(Records from a collection)
-=-=-
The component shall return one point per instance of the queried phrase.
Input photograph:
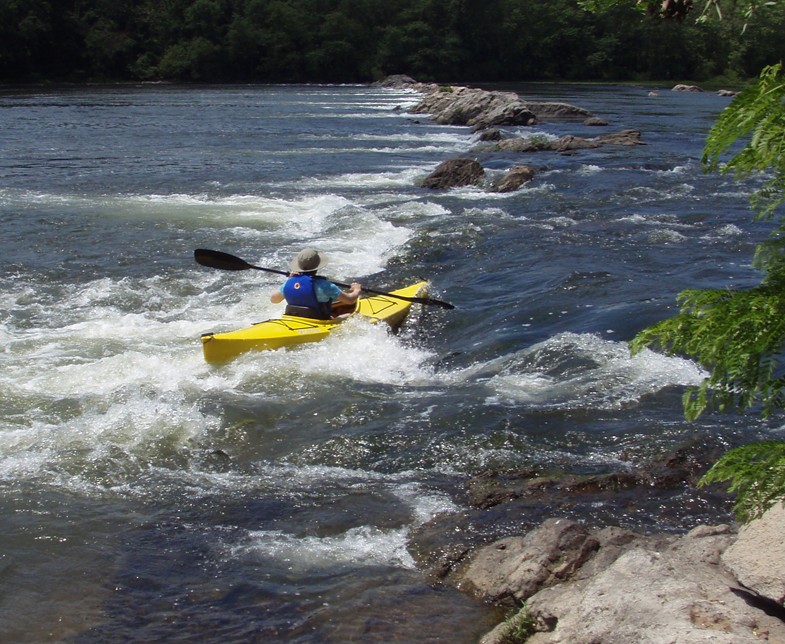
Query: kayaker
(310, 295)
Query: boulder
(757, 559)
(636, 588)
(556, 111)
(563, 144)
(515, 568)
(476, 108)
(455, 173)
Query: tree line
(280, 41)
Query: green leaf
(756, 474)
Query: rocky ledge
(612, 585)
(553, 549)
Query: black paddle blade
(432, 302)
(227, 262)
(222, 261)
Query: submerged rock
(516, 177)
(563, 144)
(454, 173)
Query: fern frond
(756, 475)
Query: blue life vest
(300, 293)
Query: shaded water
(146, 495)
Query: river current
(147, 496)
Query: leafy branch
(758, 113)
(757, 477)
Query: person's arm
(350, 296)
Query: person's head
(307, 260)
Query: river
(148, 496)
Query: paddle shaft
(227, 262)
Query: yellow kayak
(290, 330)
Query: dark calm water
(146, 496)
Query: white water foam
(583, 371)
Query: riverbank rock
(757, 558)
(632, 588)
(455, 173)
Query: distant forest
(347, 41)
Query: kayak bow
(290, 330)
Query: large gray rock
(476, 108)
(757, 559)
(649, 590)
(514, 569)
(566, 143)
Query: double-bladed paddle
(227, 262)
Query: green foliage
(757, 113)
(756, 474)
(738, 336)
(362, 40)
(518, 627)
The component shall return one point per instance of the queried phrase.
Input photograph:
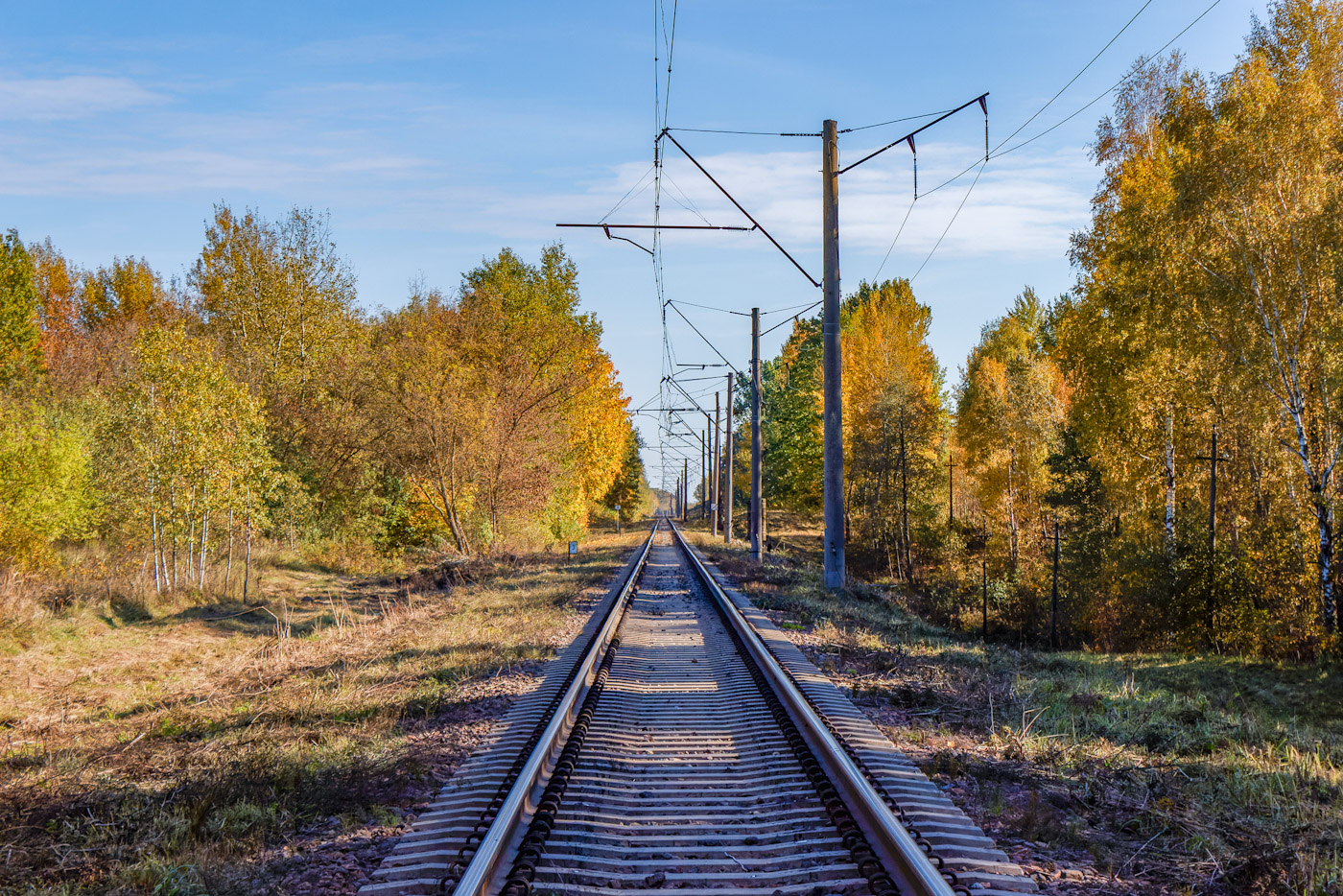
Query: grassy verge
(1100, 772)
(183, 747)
-=-=-
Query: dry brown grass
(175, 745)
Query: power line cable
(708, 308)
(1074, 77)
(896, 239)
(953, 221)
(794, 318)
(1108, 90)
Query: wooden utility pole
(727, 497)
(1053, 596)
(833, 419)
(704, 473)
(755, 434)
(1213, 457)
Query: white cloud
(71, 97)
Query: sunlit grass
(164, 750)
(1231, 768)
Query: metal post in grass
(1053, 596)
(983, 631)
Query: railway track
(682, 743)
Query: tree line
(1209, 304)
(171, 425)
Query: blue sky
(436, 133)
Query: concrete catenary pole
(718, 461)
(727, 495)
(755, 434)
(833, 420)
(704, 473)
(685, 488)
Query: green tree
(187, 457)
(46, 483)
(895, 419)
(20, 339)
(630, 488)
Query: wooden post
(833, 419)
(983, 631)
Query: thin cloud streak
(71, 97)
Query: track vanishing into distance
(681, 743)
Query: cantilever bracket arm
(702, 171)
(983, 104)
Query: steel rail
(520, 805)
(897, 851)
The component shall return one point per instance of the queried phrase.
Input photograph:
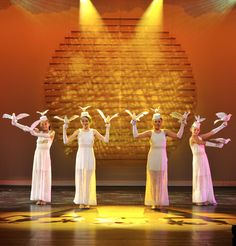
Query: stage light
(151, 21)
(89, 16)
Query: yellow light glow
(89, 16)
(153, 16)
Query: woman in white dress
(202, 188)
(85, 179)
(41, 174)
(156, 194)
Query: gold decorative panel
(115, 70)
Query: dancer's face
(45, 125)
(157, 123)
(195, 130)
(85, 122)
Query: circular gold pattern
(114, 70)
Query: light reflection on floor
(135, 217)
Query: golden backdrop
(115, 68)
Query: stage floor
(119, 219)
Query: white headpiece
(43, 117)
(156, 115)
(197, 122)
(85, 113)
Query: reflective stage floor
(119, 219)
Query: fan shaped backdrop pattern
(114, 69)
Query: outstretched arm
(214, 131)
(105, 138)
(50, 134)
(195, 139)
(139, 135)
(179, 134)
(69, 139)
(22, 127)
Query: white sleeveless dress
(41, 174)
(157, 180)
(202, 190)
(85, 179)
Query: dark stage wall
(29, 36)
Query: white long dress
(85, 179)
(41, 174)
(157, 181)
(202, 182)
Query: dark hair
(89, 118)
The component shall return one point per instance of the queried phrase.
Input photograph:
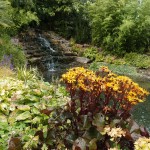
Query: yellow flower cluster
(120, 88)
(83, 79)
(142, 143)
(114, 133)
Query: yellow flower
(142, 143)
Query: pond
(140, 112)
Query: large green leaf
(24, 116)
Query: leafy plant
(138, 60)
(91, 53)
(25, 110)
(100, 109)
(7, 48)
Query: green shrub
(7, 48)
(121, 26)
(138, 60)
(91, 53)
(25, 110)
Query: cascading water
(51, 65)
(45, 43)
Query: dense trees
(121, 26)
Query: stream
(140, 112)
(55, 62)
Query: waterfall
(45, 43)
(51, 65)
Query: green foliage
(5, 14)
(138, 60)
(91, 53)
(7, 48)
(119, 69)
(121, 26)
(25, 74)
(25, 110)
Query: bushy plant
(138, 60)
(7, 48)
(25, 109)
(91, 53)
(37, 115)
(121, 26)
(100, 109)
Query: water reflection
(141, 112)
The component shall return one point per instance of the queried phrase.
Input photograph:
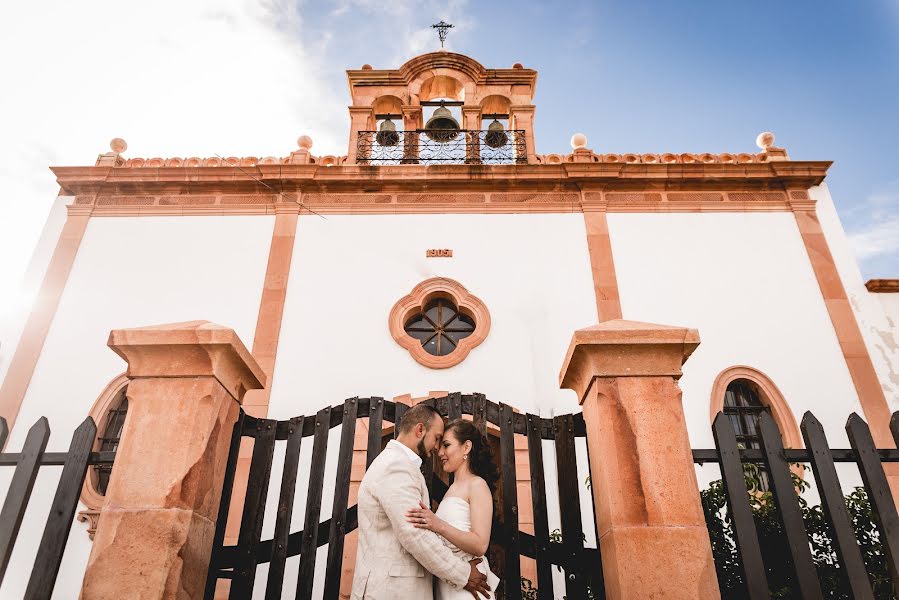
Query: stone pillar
-=-=-
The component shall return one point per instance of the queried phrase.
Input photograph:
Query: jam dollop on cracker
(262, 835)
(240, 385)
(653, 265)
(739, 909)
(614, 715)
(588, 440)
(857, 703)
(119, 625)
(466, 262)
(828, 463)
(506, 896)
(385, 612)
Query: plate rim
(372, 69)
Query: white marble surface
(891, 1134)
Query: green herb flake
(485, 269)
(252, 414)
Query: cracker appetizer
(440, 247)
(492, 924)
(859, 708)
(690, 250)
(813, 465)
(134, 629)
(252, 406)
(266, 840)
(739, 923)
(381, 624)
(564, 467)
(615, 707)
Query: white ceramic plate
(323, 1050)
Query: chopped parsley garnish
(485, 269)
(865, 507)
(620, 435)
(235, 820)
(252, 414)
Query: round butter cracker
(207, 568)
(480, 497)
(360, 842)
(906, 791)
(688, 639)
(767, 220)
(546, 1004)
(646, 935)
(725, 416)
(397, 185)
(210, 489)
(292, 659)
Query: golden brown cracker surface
-=-=-
Begin at the line in the entries above that has "Query: yellow flower cluster", stop after the line that has "Query: stone pillar", and output exactly those lines without pictures.

## REPLY TO THE EXERCISE
Query: yellow flower cluster
(120, 88)
(83, 79)
(142, 143)
(114, 133)
Query: yellow flower
(142, 143)
Query: pond
(140, 112)
Query: large green leaf
(24, 116)
Query: leafy plant
(138, 60)
(91, 53)
(25, 110)
(100, 109)
(7, 48)
Query: green shrub
(7, 48)
(121, 26)
(138, 60)
(91, 53)
(25, 110)
Query: cascading water
(51, 65)
(45, 43)
Query: dense trees
(121, 26)
Query: stream
(140, 112)
(55, 62)
Query: waterfall
(45, 43)
(51, 65)
Query: green foliage
(5, 14)
(138, 60)
(91, 53)
(7, 48)
(119, 69)
(121, 26)
(25, 74)
(25, 110)
Query: bushy plant
(138, 60)
(7, 48)
(25, 109)
(91, 53)
(37, 115)
(121, 26)
(100, 109)
Query: water reflection
(141, 112)
The component shall return one point per instance of the queried phrase.
Input photograph:
Query: stone pillar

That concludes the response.